# Página:
────────────────────────────────────────

Hoy Trump regresa al poder triunfante, disfrutando de inmunidad casi absoluta, ya aprobada por adelantado por la Corte Suprema para cualquier delito que pueda cometer “oficialmente”, y buscando el control total de todas las ramas del gobierno federal y del Partido Republicano. Tiene la intención de prevalecer esta vez y poner al duopolio y a todo el gobierno federal “en cintura”. Tiene la mira puesta en desmantelar lo que él llama el Estado Administrativo, abolir departamentos federales enteros, revertir todas las acciones ejecutivas de Biden, intentar abolir Obamacare una vez más, desatar todo el poder de la represión estatal sobre millones de familias inmigrantes y comunidades de las diásporas, y reconfigurar el sistema de gobierno democrático duopoliano en un sistema monopólico y autoritario.


Intentamos entender cómo llegaron las cosas al punto en el que se encuentra; cómo es que este sistema político y de gobierno democrático, completamente institucionalizado y aparentemente inexpugnable –que funcionó tan bien durante el meteórico ascenso de Estados Unidos a la condición de potencia mundial en la segunda mitad del siglo XIX y la primera mitad del XX, y luego cuando Estados Unidos alcanzó la hegemonía global a mediados del siglo XX y la conservó hasta bien entrada la década de 1980– diera un giro descendente tan empinado, primero yéndose hacia una polarización hiperpartidaria, luego hacia el caos ideológico y la disfunción gubernamental, todo ello coincidiendo con el fin del orden mundial bipolar que Estados Unidos había presidido triunfalmente durante medio siglo –la Pax Americana de la era de la Guerra Fría.


En retrospectiva, ahora resulta evidente que el declive y la pérdida de la hegemonía global de Estados Unidos no sólo llevaron a un mayor caos geopolítico y económico en el mundo, que afectó peligrosamente a la gobernanza mundial, sino que también desestabilizaron –quizás de manera irreparable– el propio sistema interno de política y gobernanza democrática de Estados Unidos.


Nada de esto se previó ni se esperaba. Ningún analista previó correctamente cómo terminaría la Guerra Fría: con la caída del Muro de Berlín en 1989, el colapso y disolución de la Unión Soviética en 1991 y la desaparición total del “campo soviético”, todo ello sin que se disparara una sola bala, por su propio peso muerto y de manera pacífica (con excepción de Yugoslavia y Chechenia).


En Occidente, especialmente en los Estados Unidos, prevaleció un sentido de reivindicación, triunfalismo y euforia, que supuestamente “probaba” la superioridad del American Way of Life, con intelectuales orgánicos del duopolio, como Francis Fukuyama, proclamando fantasiosamente “el fin de la historia”, y otros como Samuel Huntington advirtiendo con más cautela sobre el inminente “choque de civilizaciones” entre el Occidente “amante de la libertad” y las regiones emergentes con “valores incompatibles”, y por lo tanto la necesidad continua de que el Occidente liderado por los Estados Unidos cierre filas contra el resto.

────────────────────────────────────────

# Fragmentos de un conjunto de datos de anotación de ubicaciones:

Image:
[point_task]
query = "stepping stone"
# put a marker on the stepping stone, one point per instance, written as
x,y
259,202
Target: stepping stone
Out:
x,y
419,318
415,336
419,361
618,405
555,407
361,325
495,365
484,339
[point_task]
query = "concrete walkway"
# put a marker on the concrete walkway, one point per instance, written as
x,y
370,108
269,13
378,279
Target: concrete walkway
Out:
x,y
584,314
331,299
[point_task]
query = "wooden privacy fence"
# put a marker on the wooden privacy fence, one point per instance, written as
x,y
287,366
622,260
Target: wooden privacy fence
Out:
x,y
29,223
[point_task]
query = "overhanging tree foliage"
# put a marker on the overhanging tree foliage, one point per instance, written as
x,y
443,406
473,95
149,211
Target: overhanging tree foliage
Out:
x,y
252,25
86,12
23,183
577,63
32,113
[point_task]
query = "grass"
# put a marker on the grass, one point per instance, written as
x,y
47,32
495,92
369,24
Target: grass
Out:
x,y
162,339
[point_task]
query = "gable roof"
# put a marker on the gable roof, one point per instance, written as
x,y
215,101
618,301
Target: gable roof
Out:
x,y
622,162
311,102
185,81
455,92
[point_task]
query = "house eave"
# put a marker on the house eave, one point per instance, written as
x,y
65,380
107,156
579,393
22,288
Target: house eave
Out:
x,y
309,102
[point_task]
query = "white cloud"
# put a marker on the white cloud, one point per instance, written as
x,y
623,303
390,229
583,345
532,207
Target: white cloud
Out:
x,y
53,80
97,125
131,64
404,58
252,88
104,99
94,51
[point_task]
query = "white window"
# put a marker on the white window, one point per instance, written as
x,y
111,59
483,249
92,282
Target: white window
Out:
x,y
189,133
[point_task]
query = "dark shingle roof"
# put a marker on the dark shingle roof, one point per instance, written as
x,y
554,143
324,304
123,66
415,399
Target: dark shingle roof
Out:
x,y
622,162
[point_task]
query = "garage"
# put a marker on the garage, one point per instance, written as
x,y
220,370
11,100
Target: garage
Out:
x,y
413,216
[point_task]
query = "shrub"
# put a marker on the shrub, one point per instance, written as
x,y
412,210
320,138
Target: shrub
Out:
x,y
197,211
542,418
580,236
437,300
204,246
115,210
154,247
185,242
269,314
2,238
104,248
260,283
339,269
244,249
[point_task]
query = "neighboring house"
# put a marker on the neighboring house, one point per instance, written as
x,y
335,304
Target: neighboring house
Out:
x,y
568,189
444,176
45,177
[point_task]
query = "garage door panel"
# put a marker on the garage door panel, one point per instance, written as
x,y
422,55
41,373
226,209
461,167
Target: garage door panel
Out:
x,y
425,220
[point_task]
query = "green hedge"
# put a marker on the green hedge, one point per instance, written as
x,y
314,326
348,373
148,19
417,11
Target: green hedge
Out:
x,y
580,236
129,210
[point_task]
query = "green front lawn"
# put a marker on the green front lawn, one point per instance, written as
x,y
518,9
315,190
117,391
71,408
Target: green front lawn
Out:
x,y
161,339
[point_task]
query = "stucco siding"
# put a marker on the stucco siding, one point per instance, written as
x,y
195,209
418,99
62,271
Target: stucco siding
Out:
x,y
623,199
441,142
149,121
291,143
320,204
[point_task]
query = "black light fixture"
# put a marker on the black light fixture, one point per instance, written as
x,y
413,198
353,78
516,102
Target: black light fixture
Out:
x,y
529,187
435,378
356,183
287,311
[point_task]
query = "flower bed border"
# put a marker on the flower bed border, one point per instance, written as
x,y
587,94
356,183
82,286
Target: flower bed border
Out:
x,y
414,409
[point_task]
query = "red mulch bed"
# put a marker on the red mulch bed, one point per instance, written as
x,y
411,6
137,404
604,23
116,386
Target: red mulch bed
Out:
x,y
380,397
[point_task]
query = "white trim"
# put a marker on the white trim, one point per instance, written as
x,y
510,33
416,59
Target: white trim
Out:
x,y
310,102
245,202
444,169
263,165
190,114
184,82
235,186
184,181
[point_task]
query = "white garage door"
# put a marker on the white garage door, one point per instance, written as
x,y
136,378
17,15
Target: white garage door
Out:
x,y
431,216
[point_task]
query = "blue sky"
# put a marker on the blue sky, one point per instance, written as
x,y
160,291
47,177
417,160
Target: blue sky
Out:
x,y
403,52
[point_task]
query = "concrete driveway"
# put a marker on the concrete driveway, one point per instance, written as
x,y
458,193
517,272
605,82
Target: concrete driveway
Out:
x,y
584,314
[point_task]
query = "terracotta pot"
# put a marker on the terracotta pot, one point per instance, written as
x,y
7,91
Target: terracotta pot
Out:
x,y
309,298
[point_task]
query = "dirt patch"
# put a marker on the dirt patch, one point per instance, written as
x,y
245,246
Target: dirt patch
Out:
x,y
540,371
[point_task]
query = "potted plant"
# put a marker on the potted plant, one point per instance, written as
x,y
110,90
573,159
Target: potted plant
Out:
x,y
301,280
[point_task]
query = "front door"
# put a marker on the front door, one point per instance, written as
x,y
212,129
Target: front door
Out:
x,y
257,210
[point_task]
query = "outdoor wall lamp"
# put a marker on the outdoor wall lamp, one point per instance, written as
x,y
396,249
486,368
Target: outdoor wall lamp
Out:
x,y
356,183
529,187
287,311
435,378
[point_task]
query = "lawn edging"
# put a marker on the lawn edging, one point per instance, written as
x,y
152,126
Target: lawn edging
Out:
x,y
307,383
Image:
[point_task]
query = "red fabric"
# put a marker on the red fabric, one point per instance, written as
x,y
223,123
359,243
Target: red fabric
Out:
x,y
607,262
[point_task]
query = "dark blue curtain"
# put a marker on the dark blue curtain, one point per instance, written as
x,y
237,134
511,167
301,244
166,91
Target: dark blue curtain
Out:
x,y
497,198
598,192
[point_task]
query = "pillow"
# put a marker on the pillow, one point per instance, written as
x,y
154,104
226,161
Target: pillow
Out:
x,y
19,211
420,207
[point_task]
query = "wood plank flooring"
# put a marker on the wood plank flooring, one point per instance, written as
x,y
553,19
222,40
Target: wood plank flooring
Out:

────────────────────────────────────────

# Enunciado 1:
Extrae de los registros cada línea que contenga la cadena "grass", teniendo en cuenta las mayúsculas y las minúsculas.
# Enunciado 2:
Prosigue el texto sobre el regreso de Trump y el declive de la hegemonía estadounidense a partir de su última oración.

# Resultado 1:
query = "grass"
# put a marker on the grass, one point per instance, written as
Target: grass

# Resultado 2:
Este debate interno, impregnado de eurocentrismo y excepcionalismo americano, continuó hasta los ataques terroristas del 11 de septiembre de 2001 en suelo estadounidense, que inclinaron el debate a favor de la perspectiva del “choque” y dieron a Estados Unidos una nueva misión global posterior a la Guerra Fría: la expansión, que requeriría estrategias militares agresivas, de la democracia y los valores occidentales en todo el mundo, todo en nombre de librar la llamada “Guerra Global contra el Terrorismo” y en contra del “Eje del Mal”.


El duopolio entero refrendó esta nueva misión mesiánica y respaldó abrumadoramente el lanzamiento de dos desastrosas guerras terrestres en Asia Central durante la presidencia de Bush Jr. –Afganistán e Irak– que pronto demostraron ser atolladeros interminables e imposibles de ganar que costaron billones de dólares para sostener, sacrificaron millones de vidas, desperdiciaron el prestigio estadounidense, casi llevaron a la quiebra a su economía y aceleraron, en lugar de revertir, el declive de la hegemonía global de Estados Unidos.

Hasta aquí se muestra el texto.